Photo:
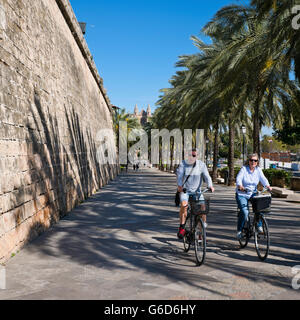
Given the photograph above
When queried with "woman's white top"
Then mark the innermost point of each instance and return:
(250, 180)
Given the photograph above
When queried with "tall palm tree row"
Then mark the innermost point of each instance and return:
(245, 73)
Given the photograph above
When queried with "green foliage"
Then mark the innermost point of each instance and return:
(226, 169)
(278, 174)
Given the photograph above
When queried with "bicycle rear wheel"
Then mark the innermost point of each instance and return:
(200, 241)
(188, 235)
(262, 240)
(245, 237)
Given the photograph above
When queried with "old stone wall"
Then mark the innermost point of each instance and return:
(52, 104)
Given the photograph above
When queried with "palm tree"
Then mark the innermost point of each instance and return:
(259, 70)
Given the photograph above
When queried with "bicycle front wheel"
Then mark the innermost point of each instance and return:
(188, 235)
(262, 239)
(200, 241)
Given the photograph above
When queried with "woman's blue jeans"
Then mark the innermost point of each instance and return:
(244, 211)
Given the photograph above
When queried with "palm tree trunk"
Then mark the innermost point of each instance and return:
(231, 178)
(216, 150)
(256, 127)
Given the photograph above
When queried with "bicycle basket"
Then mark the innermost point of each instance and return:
(260, 203)
(200, 207)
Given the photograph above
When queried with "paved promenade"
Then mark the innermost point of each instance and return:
(121, 244)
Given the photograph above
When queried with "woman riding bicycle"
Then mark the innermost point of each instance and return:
(246, 187)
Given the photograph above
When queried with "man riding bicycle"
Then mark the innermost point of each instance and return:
(189, 177)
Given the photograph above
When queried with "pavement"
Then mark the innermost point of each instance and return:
(121, 245)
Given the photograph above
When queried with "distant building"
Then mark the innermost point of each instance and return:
(279, 156)
(143, 117)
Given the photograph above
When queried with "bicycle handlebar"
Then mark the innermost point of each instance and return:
(204, 191)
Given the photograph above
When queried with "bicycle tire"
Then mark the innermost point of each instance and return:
(246, 235)
(245, 239)
(187, 236)
(200, 243)
(262, 241)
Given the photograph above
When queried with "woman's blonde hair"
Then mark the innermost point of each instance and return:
(249, 157)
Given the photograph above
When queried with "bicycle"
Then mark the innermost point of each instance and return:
(194, 226)
(261, 204)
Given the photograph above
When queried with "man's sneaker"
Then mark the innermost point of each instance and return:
(260, 230)
(181, 233)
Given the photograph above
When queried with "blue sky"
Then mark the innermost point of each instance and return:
(135, 44)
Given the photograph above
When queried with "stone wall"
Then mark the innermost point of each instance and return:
(52, 104)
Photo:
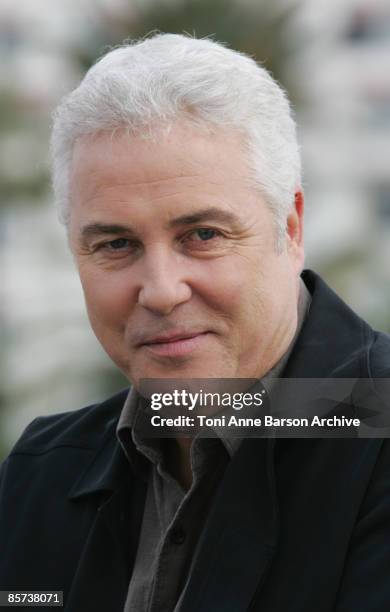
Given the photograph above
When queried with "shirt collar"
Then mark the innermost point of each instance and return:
(130, 420)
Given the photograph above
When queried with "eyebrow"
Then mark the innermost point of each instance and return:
(92, 230)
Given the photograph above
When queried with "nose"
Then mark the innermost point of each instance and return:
(163, 284)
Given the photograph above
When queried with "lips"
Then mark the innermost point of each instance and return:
(174, 343)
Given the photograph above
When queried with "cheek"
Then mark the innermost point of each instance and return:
(107, 302)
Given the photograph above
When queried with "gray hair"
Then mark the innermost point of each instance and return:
(168, 77)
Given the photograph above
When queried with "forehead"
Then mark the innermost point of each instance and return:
(174, 171)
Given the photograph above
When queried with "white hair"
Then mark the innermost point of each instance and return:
(169, 77)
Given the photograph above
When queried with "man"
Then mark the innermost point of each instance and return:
(177, 170)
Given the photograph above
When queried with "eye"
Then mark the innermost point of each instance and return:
(203, 234)
(117, 244)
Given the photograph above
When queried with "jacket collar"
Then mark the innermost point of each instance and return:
(334, 341)
(108, 467)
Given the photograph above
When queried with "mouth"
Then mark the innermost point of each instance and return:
(175, 344)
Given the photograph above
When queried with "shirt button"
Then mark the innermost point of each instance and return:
(177, 536)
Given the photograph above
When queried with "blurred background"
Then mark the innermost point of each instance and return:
(333, 59)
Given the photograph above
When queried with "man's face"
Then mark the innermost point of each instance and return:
(176, 255)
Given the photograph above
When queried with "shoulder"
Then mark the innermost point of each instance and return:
(379, 356)
(84, 428)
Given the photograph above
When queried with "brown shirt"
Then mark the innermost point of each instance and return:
(174, 518)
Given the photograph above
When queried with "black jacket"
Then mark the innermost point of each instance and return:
(295, 525)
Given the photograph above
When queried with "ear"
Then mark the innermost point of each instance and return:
(295, 232)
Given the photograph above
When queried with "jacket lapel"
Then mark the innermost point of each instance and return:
(103, 573)
(240, 536)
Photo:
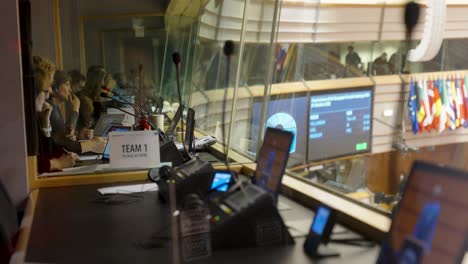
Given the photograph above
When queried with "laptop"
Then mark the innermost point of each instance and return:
(430, 223)
(86, 160)
(272, 160)
(171, 129)
(106, 121)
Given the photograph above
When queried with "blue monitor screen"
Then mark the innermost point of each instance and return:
(340, 123)
(288, 114)
(106, 153)
(221, 181)
(320, 220)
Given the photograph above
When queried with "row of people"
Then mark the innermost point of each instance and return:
(67, 109)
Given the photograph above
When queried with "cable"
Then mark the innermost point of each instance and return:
(228, 51)
(356, 242)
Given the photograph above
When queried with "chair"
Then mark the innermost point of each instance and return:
(8, 225)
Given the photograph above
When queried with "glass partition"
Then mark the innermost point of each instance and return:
(285, 53)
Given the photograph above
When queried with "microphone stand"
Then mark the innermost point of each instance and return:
(135, 107)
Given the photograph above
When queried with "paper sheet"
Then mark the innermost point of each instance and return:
(135, 188)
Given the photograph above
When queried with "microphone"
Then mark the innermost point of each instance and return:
(138, 108)
(412, 11)
(176, 60)
(228, 50)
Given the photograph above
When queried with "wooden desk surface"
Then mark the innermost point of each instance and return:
(68, 227)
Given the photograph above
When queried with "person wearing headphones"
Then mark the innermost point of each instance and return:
(51, 157)
(64, 117)
(90, 106)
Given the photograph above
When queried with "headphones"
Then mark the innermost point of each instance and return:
(160, 174)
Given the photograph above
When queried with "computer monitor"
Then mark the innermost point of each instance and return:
(430, 224)
(106, 153)
(340, 123)
(288, 114)
(272, 159)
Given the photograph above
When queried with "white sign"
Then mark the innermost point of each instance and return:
(135, 149)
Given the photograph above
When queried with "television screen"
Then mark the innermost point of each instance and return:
(430, 224)
(287, 114)
(340, 123)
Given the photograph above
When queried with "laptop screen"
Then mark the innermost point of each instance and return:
(430, 224)
(106, 153)
(272, 159)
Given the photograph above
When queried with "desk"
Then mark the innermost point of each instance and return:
(67, 227)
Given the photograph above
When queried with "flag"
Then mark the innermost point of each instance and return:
(437, 107)
(430, 96)
(421, 110)
(413, 107)
(459, 103)
(427, 108)
(450, 105)
(465, 98)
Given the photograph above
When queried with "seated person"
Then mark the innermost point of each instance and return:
(381, 65)
(121, 86)
(64, 117)
(51, 157)
(90, 106)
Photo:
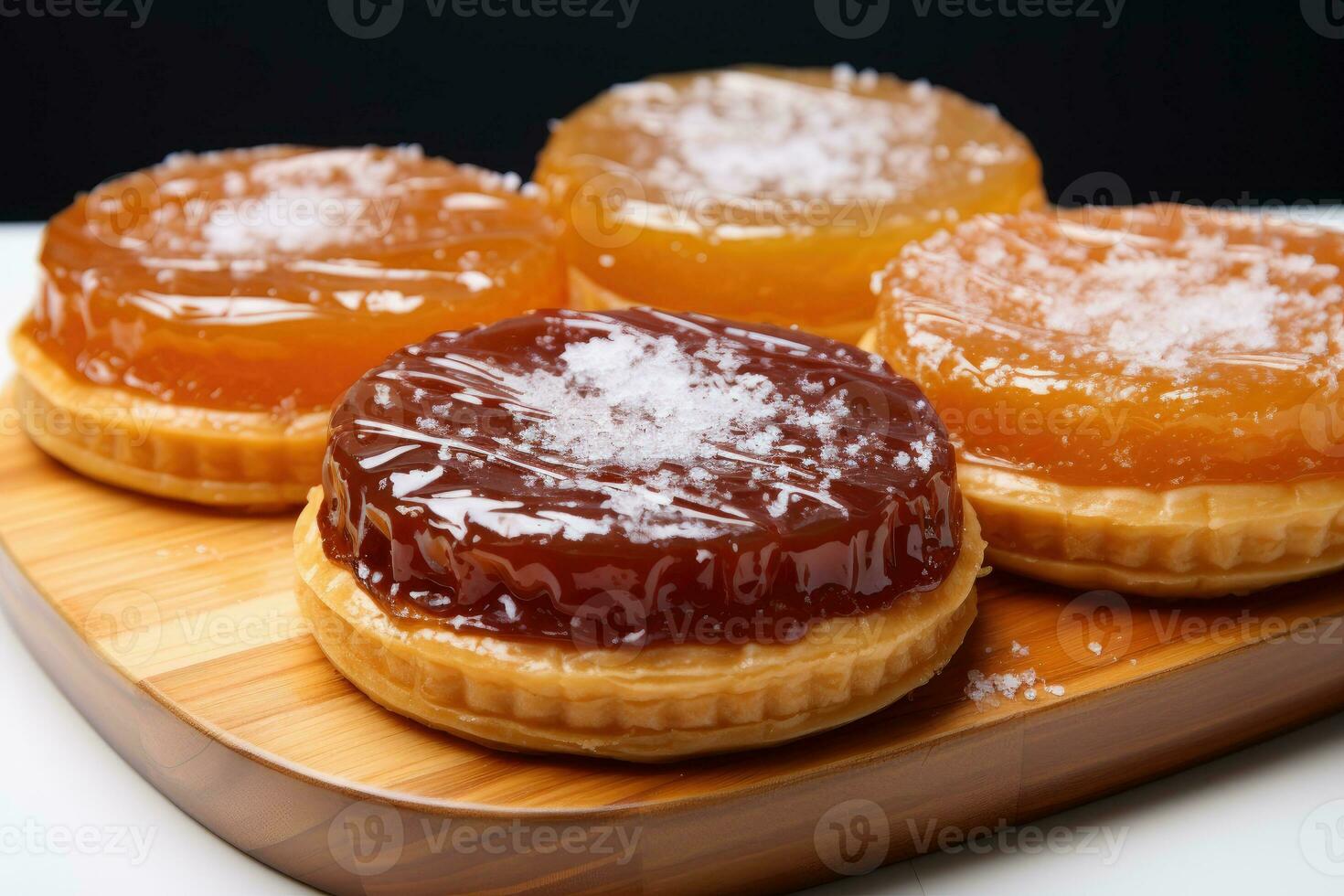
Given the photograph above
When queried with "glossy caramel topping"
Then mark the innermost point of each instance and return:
(1155, 347)
(637, 477)
(773, 194)
(269, 280)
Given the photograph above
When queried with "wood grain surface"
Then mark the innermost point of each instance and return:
(175, 632)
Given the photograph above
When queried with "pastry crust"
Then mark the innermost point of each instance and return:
(1199, 541)
(223, 458)
(663, 703)
(589, 295)
(1194, 541)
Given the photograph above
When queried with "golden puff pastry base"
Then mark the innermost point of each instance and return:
(1194, 541)
(588, 295)
(220, 458)
(657, 704)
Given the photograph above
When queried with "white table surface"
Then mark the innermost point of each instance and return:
(1250, 822)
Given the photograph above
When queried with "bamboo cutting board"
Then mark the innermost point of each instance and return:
(175, 632)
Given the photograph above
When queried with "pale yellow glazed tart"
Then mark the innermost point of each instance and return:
(636, 535)
(768, 194)
(206, 455)
(1143, 400)
(197, 318)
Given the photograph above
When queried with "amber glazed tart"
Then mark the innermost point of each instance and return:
(771, 194)
(197, 320)
(636, 535)
(1144, 400)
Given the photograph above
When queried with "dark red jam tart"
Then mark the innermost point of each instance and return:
(668, 475)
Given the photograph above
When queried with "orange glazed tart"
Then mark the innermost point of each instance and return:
(771, 194)
(1144, 400)
(197, 318)
(636, 535)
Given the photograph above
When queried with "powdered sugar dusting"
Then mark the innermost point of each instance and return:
(749, 132)
(640, 402)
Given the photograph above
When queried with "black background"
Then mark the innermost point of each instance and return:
(1181, 100)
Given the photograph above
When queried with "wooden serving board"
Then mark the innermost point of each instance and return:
(175, 632)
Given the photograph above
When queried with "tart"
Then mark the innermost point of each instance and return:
(197, 320)
(771, 194)
(636, 535)
(1143, 398)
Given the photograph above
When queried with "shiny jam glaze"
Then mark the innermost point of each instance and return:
(637, 477)
(773, 194)
(269, 280)
(1153, 347)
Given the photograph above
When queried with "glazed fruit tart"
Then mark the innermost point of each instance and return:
(197, 320)
(771, 194)
(1144, 400)
(636, 535)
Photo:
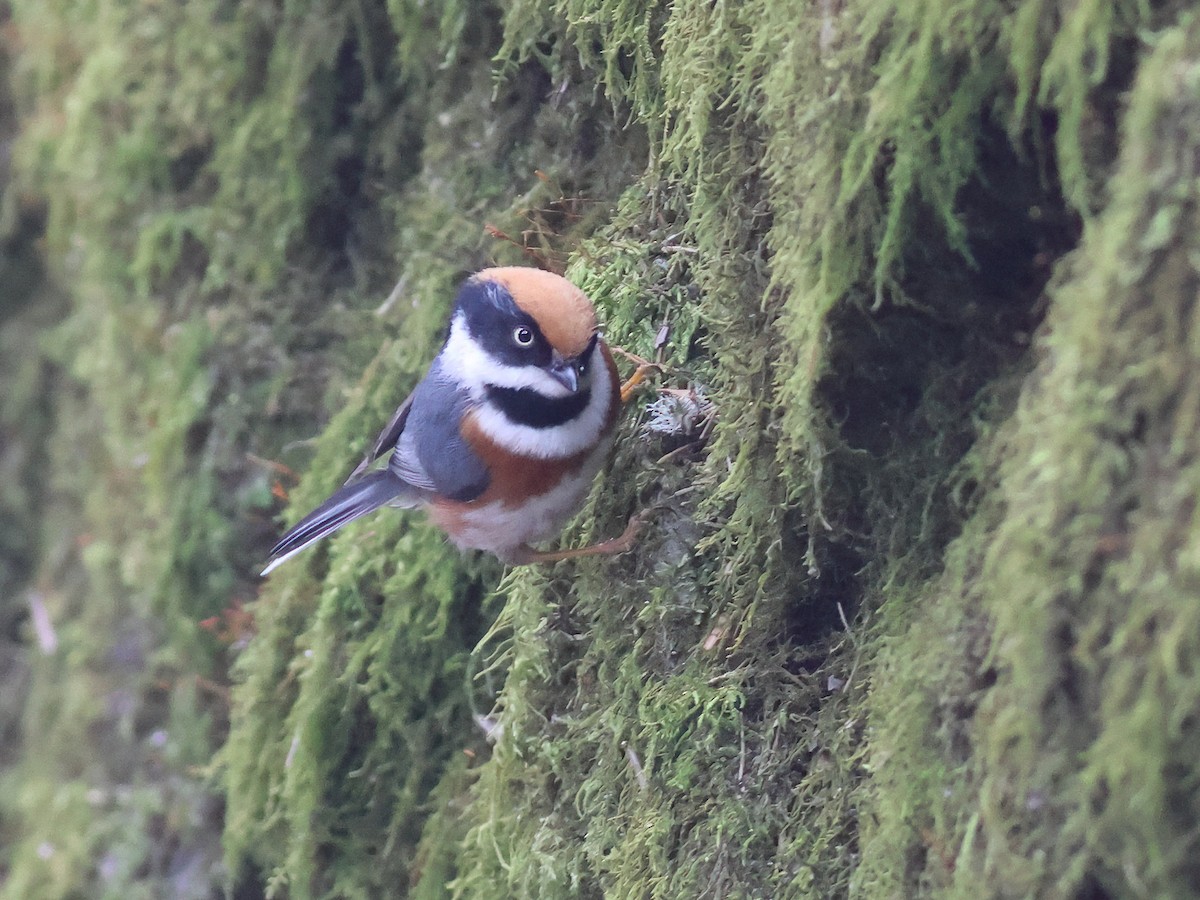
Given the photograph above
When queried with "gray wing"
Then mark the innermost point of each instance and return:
(430, 451)
(388, 437)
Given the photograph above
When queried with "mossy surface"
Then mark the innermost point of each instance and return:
(911, 617)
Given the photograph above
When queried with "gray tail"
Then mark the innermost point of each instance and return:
(348, 503)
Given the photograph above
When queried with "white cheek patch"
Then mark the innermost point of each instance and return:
(559, 441)
(475, 367)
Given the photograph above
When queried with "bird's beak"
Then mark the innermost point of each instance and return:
(567, 373)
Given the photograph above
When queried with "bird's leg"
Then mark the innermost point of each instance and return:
(643, 369)
(527, 555)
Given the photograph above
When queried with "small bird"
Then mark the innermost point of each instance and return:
(503, 437)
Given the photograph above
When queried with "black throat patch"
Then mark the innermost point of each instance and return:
(526, 406)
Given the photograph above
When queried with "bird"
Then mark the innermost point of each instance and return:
(503, 437)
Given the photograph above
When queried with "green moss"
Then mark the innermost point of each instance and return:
(907, 607)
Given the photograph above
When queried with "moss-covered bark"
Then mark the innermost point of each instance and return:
(913, 616)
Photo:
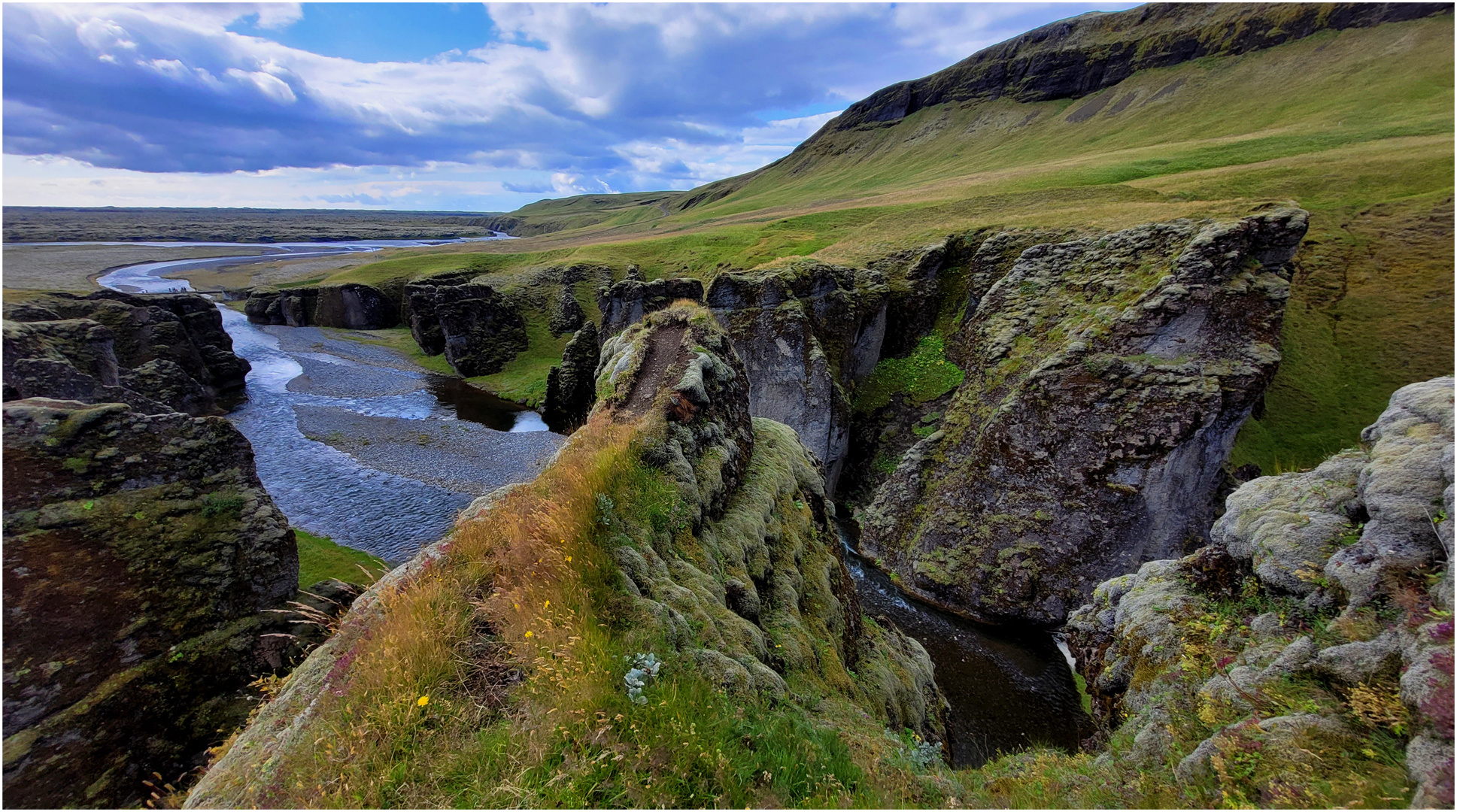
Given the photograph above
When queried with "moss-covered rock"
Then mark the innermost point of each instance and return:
(1106, 380)
(1256, 644)
(572, 389)
(140, 556)
(156, 353)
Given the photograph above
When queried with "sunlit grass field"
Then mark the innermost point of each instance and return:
(1355, 127)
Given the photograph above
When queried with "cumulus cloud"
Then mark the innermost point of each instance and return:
(586, 96)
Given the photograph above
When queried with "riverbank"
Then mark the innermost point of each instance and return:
(337, 429)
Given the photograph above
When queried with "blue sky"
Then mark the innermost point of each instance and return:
(445, 107)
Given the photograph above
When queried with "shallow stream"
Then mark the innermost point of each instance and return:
(1007, 689)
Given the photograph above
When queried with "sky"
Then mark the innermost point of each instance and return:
(445, 107)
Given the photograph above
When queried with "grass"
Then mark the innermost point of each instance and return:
(321, 559)
(925, 374)
(1354, 126)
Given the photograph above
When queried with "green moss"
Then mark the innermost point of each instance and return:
(923, 376)
(321, 559)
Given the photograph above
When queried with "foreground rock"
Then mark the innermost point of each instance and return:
(1106, 380)
(743, 581)
(153, 353)
(1340, 580)
(140, 556)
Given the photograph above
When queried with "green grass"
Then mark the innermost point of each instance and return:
(923, 376)
(321, 559)
(1352, 126)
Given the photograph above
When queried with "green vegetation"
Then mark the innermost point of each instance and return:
(321, 559)
(1354, 126)
(923, 376)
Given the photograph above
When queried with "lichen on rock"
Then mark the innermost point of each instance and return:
(1106, 380)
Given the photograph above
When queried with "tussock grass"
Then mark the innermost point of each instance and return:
(321, 559)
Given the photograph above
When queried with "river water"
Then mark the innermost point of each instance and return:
(320, 488)
(1007, 689)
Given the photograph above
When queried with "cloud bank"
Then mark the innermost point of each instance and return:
(555, 99)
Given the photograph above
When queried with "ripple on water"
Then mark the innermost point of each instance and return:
(320, 488)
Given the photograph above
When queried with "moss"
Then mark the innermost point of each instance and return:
(321, 559)
(924, 376)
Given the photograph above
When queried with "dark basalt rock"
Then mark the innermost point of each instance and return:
(350, 306)
(156, 353)
(572, 389)
(567, 317)
(628, 300)
(1085, 54)
(472, 323)
(140, 553)
(803, 334)
(1106, 380)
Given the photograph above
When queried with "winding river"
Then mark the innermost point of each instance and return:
(320, 488)
(1007, 689)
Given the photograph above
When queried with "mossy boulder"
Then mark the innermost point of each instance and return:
(156, 353)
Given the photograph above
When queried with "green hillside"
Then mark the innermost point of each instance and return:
(1355, 126)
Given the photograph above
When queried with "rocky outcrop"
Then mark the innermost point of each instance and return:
(805, 334)
(1340, 575)
(572, 387)
(140, 556)
(567, 316)
(1085, 54)
(350, 306)
(153, 353)
(628, 300)
(471, 322)
(1106, 380)
(740, 574)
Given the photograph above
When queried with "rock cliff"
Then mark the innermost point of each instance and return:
(1318, 620)
(628, 300)
(155, 353)
(572, 387)
(140, 556)
(350, 306)
(1106, 380)
(472, 323)
(805, 334)
(726, 566)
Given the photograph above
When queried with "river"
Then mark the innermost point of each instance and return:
(1007, 689)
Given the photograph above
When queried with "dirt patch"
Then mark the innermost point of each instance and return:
(665, 350)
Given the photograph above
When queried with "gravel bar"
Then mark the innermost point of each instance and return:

----------------------------------------

> SHORT PROBLEM
Please count the lines of the material above that contain the string "bicycle", with case counting, and give only the number.

> EXERCISE RESULT
8